Goals.
(a) Can you give the entries, from the line containing "Practice step: label each instance of the cow's back" through the final line of the entries (both included), as a JSON list of strings with one string per line and blank lines omitted?
(b) How would you carry the KIP-401 discussion thread on from its last line?

Document excerpt.
Re: [DISCUSS] KIP-401 TransformerSupplier/ProcessorSupplier enhancements

Guozhang Wang Wed, 27 Mar 2019 10:46:06 -0700

Hello Paul,

Thanks for the uploaded PR and the detailed description! I've made a pass
on it and left some comments.


Overall I think I agree with you that passing in the storebuilder directly
that store name is more convienent as it does not require another
`addStore` call, but we just need to spend some more documentation effort
on educating users about the two ways of connecting their stores. I'm
slightly concerned about this education curve but I can be convinced if
most people felt it is worthy.


Guozhang

On Sat, Mar 23, 2019 at 5:15 PM Paul Whalen <pgwha...@gmail.com> wrote:

> I'd like to resurrect this discussion with a cursory, proof-of-concept
> implementation of the KIP which combines many of our ideas:
> https://github.com/apache/kafka/pull/6496.  I tried to keep the diff as
> small as possible for now, just using it to convey the main ideas.  But
> I'll separately address some of our earlier discussion:
>
>    - Will there be a new, separate interface for users to implement for the
>    new functionality? No, to hopefully keep things simple, all of the
>    Processor/TransformerSupplier interfaces will just extend
>    StateStoresSupplier, allowing users to opt in to this functionality by
>    overriding the default implementation that gives an empty list.
>    - Will the interface allow users to specify the store name, or the
>    entire StoreBuilder? The entire StoreBuilder, so the
>    Processor/TransformerSupplier can completely encapsulate name and
>    implementation of a state store if desired.
>    - Will the old way of specifying store names alongside the supplier when
>    calling stream.process/transform() be deprecated? No, this is still a
>    legitimate way to wire up Processors/Transformers and their stores. But
> I
>    would recommend not allowing stream.process/transform() calls that use
> both
>    store declaration mechanisms (this restriction is not in the proof of
>    concept)
>    - How will we handle adding the same state store to the topology
>    multiple times because different Processor/TransformerSuppliers declare
> it?
>    topology.addStateStore() will be slightly relaxed for convenience, and
> will
>    allow adding the same StoreBuilder multiple times as long as the exact
> same
>    StoreBuilder instance is being added for the same store name.  This
> seems
>    to prevent in practice the issue of accidentally making two state stores
>    one by adding with the same name.  For additional safety, if we wanted
> to
>    (not in the proof of concept), we could allow for this relaxation only
> for
>    internal callers of topology.addStateStore().
>
> So, in summary, the use cases look like:
>
>    - 1 transformer/processor that owns its store: Using the new
>    StateStoresSupplier interface method to supply its StoreBuilders that
> will
>    be added to the topology automatically.

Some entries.
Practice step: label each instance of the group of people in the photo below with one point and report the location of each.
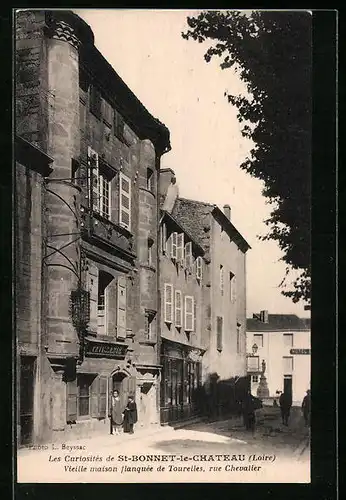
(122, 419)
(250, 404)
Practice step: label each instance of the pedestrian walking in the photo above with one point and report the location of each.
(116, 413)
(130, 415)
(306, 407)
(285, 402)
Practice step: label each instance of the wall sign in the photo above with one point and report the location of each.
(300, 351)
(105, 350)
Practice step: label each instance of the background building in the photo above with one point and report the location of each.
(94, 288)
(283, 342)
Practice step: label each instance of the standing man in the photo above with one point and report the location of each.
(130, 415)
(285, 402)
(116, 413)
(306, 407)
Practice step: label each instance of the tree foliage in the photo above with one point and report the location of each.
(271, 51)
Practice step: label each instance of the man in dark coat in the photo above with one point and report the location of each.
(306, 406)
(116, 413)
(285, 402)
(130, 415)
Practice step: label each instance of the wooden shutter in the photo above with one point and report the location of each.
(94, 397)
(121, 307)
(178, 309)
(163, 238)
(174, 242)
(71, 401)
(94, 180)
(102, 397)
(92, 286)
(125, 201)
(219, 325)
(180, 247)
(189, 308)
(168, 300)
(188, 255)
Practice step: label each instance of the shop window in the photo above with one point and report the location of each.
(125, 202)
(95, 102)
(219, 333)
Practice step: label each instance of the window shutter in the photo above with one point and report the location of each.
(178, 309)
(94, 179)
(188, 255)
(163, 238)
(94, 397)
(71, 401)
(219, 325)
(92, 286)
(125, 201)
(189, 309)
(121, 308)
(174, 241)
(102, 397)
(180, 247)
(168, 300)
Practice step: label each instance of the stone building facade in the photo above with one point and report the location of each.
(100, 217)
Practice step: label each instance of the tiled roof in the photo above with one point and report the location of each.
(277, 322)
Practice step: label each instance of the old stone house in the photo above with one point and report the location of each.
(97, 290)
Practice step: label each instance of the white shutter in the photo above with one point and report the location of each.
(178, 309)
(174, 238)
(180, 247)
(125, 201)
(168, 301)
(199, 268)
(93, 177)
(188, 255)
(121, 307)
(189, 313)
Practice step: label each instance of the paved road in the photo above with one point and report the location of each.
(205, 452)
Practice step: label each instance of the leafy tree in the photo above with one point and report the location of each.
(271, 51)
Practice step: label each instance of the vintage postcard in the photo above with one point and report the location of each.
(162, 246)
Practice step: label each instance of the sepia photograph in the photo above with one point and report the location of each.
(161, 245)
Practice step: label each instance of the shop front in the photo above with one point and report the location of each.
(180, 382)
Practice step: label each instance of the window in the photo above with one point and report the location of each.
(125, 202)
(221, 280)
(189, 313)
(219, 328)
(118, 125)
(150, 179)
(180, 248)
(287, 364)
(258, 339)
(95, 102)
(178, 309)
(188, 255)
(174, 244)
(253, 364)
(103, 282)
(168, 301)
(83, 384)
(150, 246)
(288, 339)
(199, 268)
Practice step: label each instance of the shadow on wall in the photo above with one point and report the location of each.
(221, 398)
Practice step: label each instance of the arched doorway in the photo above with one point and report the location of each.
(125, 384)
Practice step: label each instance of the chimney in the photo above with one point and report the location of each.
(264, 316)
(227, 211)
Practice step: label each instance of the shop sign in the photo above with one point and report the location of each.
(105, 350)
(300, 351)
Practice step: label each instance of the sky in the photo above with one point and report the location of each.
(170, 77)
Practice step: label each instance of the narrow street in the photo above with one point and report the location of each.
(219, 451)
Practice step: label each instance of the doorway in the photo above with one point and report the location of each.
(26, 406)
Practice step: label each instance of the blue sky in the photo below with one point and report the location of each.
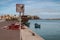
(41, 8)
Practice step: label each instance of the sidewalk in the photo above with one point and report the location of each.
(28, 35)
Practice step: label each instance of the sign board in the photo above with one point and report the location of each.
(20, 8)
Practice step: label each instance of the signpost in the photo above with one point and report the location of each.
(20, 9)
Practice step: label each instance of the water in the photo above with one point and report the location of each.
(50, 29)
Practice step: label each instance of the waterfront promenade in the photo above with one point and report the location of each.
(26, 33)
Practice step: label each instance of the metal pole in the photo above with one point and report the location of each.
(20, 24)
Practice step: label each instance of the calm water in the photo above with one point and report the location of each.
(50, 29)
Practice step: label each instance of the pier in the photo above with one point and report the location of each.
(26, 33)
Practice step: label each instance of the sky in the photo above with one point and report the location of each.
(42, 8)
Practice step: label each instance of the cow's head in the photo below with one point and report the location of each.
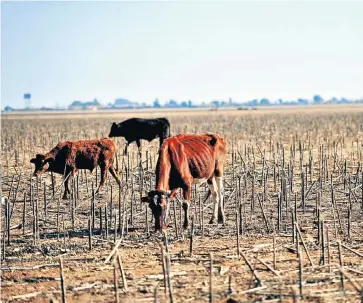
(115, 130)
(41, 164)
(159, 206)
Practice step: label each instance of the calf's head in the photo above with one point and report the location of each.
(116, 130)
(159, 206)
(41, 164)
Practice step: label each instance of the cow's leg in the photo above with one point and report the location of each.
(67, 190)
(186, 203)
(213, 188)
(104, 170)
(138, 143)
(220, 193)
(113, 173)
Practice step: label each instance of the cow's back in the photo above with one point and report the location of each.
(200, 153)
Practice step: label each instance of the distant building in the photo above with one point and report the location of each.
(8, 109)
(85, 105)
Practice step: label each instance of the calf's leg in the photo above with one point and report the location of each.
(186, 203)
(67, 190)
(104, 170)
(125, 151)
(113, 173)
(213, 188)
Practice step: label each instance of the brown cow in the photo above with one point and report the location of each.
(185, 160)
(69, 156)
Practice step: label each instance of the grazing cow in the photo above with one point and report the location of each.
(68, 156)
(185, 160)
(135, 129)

Per-task answers.
(a)
[
  "Practice step: label each instance of the cow's back in the photo above with one point and report the location of each.",
  "(200, 153)",
  "Practice step: label each instance of the distant building in the photo above with one point and report the location of each.",
  "(8, 109)",
  "(85, 105)",
  "Practice step: label each instance of the calf's leg in the photo above with one point and report the location of each.",
  "(186, 203)",
  "(67, 190)",
  "(104, 170)",
  "(125, 151)",
  "(113, 173)",
  "(213, 188)",
  "Practice step: label each instance of the brown cow in the photo above with one point and report the location of each.",
  "(185, 160)",
  "(69, 156)",
  "Practice step: label each instance of the grazing cow in the photo above with one point and report the location of each.",
  "(68, 156)",
  "(185, 160)",
  "(135, 129)"
]

(b)
>    - Multiple transformer/processors that share the same store: Either
>
>
>    1. The old way: the StoreBuilder is defined "far away" from the
>    Transformer/Processor implementations, and is added to the topology
>    manually by the user
>    2. The new way: the StoreBuilder is defined closer to the
>    Transformer/Processor implementations, and the same instance is
> returned by
>    all Transformer/ProcessorSuppliers that need it
>
>
> This makes the KIP wiki a bit stale; I'll update if we want to bring this
> design to a vote.
>
> Thanks!
> Paul
>
> On Sun, Dec 16, 2018 at 6:04 PM Guozhang Wang <wangg...@gmail.com> wrote:
>
> > Matthias / Paul,
> >
> > The concern I had about introducing `StoreBuilderSupplier` is simply
> > because it is another XXSupplier to the public API, so I'd like to ask if
> > we really have to add it :)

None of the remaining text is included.